Return verbatim the lines of the entries below, from the line containing "Annotation task — locate each instance of the man's left" through the last line of the entries, inclusive.

**Entries from a pointing dataset:**

________________________

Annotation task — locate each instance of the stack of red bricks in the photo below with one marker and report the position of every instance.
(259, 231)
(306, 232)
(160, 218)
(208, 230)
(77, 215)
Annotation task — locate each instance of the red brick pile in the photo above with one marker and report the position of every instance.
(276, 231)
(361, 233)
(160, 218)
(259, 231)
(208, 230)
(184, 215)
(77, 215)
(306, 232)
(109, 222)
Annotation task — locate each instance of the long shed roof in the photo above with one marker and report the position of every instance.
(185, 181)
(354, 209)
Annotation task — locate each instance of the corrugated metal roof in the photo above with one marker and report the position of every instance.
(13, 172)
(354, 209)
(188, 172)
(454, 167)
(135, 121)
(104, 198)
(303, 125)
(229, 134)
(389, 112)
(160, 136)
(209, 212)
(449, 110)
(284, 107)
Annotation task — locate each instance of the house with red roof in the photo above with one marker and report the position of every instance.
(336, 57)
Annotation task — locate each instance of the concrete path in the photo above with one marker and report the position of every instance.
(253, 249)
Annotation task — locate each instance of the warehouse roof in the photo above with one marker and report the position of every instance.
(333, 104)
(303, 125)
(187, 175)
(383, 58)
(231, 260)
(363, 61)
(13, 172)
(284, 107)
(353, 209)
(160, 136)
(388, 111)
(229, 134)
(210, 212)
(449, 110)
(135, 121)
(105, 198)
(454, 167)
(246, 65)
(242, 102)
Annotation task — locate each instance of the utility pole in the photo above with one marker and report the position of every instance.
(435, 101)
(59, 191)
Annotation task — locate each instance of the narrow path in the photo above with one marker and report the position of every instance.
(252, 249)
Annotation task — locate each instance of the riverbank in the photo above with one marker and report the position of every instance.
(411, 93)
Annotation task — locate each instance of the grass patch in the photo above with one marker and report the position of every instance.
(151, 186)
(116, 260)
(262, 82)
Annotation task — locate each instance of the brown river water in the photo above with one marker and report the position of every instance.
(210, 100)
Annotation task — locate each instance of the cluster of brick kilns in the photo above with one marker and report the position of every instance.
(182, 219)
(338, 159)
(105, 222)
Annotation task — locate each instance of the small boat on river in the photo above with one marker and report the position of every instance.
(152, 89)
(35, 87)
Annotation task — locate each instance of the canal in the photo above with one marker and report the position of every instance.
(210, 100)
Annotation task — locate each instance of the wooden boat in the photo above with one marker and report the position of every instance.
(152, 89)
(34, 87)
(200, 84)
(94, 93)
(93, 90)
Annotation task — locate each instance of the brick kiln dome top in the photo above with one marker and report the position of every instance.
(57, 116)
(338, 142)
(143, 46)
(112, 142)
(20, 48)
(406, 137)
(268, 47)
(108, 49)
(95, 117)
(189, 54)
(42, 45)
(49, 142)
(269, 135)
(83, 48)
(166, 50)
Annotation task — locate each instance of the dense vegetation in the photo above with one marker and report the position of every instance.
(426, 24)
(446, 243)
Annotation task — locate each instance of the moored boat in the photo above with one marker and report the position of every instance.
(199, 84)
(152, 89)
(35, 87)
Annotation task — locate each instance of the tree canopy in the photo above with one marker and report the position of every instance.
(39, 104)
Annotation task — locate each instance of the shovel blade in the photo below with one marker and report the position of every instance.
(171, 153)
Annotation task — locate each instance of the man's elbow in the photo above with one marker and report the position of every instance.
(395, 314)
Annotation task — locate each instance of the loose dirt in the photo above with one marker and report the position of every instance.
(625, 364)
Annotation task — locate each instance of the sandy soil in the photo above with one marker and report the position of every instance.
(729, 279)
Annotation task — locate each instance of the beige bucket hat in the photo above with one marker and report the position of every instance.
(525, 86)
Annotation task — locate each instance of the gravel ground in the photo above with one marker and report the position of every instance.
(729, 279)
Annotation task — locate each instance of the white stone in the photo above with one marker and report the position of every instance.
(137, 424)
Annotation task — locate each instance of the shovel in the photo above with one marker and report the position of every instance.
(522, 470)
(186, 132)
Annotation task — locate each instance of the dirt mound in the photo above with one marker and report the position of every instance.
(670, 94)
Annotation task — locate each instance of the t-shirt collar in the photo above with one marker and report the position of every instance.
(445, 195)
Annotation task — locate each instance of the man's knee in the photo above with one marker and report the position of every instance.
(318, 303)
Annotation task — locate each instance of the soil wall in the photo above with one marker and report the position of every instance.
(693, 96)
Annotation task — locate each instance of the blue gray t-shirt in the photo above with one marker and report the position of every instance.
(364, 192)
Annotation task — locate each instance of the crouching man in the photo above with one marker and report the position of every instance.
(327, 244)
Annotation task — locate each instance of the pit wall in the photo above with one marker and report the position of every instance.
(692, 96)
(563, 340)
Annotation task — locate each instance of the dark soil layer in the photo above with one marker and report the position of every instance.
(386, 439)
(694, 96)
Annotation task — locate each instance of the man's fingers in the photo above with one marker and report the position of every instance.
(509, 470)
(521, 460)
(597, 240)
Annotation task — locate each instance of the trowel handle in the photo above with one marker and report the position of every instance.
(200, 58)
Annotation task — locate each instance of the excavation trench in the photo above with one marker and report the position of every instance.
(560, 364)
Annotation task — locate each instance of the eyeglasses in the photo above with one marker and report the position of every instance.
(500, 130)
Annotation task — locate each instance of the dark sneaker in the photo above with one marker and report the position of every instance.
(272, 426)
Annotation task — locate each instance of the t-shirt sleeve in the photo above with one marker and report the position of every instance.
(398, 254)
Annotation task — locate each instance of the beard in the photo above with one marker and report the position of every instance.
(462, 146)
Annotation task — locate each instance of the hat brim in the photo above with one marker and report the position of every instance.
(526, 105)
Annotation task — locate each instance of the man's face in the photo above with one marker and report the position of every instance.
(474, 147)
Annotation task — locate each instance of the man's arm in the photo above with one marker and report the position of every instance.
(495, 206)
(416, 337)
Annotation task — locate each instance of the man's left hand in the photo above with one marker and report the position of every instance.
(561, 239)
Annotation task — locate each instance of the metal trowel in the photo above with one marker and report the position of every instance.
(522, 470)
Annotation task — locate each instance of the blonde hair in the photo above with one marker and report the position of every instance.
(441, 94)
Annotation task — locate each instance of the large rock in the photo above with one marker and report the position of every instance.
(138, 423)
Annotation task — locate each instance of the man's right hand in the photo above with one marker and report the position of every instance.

________________________

**Finished task:**
Annotation task — locate each instance of the man's left hand in the photo above with one marker and report the position of every instance.
(561, 239)
Annotation task — locate each instance of the metal trowel in the photo above with one marker and report the position of every instance.
(522, 470)
Annotation task — locate each instance of the blonde hair in the photo above with one marker and report the position of every instance.
(441, 94)
Annotation task — locate each instance of the large rock in the photo above with one marker and report the position of every instance.
(138, 423)
Annotation task — locate each instance of the man's right hand in the photo above with one marker and report the position of every instance.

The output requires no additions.